───── EXTRACTED INFORMATION ─────

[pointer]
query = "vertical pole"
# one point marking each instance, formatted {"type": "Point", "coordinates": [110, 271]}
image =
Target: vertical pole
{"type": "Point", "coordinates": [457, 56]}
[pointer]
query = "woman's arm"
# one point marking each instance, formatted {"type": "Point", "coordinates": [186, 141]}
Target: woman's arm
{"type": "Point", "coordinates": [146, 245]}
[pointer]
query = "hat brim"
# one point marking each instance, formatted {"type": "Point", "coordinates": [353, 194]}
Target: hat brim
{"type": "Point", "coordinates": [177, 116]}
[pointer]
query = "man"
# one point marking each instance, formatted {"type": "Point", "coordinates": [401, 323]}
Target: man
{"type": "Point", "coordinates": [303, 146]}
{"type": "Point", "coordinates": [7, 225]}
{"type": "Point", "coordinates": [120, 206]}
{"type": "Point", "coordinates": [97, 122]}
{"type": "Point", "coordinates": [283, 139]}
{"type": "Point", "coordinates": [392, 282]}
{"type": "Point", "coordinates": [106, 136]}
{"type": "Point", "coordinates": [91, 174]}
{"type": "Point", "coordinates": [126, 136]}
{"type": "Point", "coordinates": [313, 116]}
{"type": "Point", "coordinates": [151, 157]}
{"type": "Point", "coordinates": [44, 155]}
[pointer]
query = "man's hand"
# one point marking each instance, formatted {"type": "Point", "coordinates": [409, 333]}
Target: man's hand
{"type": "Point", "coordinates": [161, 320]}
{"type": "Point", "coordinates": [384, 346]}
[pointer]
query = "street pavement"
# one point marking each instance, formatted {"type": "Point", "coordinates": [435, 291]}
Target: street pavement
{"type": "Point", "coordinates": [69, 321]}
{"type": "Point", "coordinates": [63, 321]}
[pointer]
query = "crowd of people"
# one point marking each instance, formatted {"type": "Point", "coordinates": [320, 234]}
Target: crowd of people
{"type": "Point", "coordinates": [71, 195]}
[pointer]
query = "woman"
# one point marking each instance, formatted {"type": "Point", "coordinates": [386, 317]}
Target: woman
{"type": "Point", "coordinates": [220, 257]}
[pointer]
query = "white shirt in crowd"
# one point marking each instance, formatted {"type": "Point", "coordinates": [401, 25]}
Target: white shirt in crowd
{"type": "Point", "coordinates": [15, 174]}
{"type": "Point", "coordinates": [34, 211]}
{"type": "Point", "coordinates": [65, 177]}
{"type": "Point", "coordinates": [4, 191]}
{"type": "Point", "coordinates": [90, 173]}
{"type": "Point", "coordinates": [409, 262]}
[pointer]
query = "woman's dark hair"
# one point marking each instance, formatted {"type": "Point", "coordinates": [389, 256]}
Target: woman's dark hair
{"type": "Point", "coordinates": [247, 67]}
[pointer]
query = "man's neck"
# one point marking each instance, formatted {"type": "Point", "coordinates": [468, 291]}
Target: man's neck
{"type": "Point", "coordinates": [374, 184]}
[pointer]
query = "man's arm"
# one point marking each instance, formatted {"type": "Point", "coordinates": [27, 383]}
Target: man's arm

─────

## PROBLEM TO SOLVE
What is wanted is the complete set of entries, returned verbatim.

## EXERCISE RESPONSE
[pointer]
query = "vertical pole"
# one point marking each instance, formatted {"type": "Point", "coordinates": [110, 271]}
image =
Target: vertical pole
{"type": "Point", "coordinates": [457, 56]}
[pointer]
query = "woman's arm"
# one point marking each instance, formatted {"type": "Point", "coordinates": [186, 141]}
Target: woman's arm
{"type": "Point", "coordinates": [146, 245]}
[pointer]
query = "hat brim"
# one point marking each instance, formatted {"type": "Point", "coordinates": [353, 194]}
Target: hat brim
{"type": "Point", "coordinates": [177, 116]}
[pointer]
query = "man"
# one point marking each instance, formatted {"type": "Point", "coordinates": [401, 323]}
Target: man
{"type": "Point", "coordinates": [303, 146]}
{"type": "Point", "coordinates": [7, 225]}
{"type": "Point", "coordinates": [120, 206]}
{"type": "Point", "coordinates": [97, 122]}
{"type": "Point", "coordinates": [283, 139]}
{"type": "Point", "coordinates": [392, 282]}
{"type": "Point", "coordinates": [106, 136]}
{"type": "Point", "coordinates": [91, 174]}
{"type": "Point", "coordinates": [126, 136]}
{"type": "Point", "coordinates": [313, 116]}
{"type": "Point", "coordinates": [151, 157]}
{"type": "Point", "coordinates": [44, 155]}
[pointer]
query = "man's hand"
# one point marking each instance, formatted {"type": "Point", "coordinates": [409, 333]}
Target: man's hand
{"type": "Point", "coordinates": [161, 320]}
{"type": "Point", "coordinates": [384, 346]}
[pointer]
query = "street pavement"
# one point marking each instance, formatted {"type": "Point", "coordinates": [435, 291]}
Target: street pavement
{"type": "Point", "coordinates": [69, 321]}
{"type": "Point", "coordinates": [63, 321]}
[pointer]
query = "crowd of people"
# one point marking each instance, formatted {"type": "Point", "coordinates": [320, 234]}
Target: crowd of people
{"type": "Point", "coordinates": [71, 195]}
[pointer]
query = "woman"
# one point marking each instance, formatted {"type": "Point", "coordinates": [386, 317]}
Target: woman
{"type": "Point", "coordinates": [220, 257]}
[pointer]
query = "white shirt in crowd"
# one point marking each instance, formatted {"type": "Point", "coordinates": [401, 25]}
Target: white shirt in crowd
{"type": "Point", "coordinates": [15, 174]}
{"type": "Point", "coordinates": [34, 211]}
{"type": "Point", "coordinates": [65, 177]}
{"type": "Point", "coordinates": [4, 191]}
{"type": "Point", "coordinates": [90, 173]}
{"type": "Point", "coordinates": [409, 262]}
[pointer]
query = "woman's dark hair"
# one point marking each instance, formatted {"type": "Point", "coordinates": [389, 256]}
Target: woman's dark hair
{"type": "Point", "coordinates": [247, 67]}
[pointer]
query = "man's neck"
# one point marking each instance, formatted {"type": "Point", "coordinates": [468, 291]}
Target: man's neck
{"type": "Point", "coordinates": [374, 184]}
[pointer]
query = "man's arm"
# one point marking each instance, formatted {"type": "Point", "coordinates": [27, 383]}
Target: man's arm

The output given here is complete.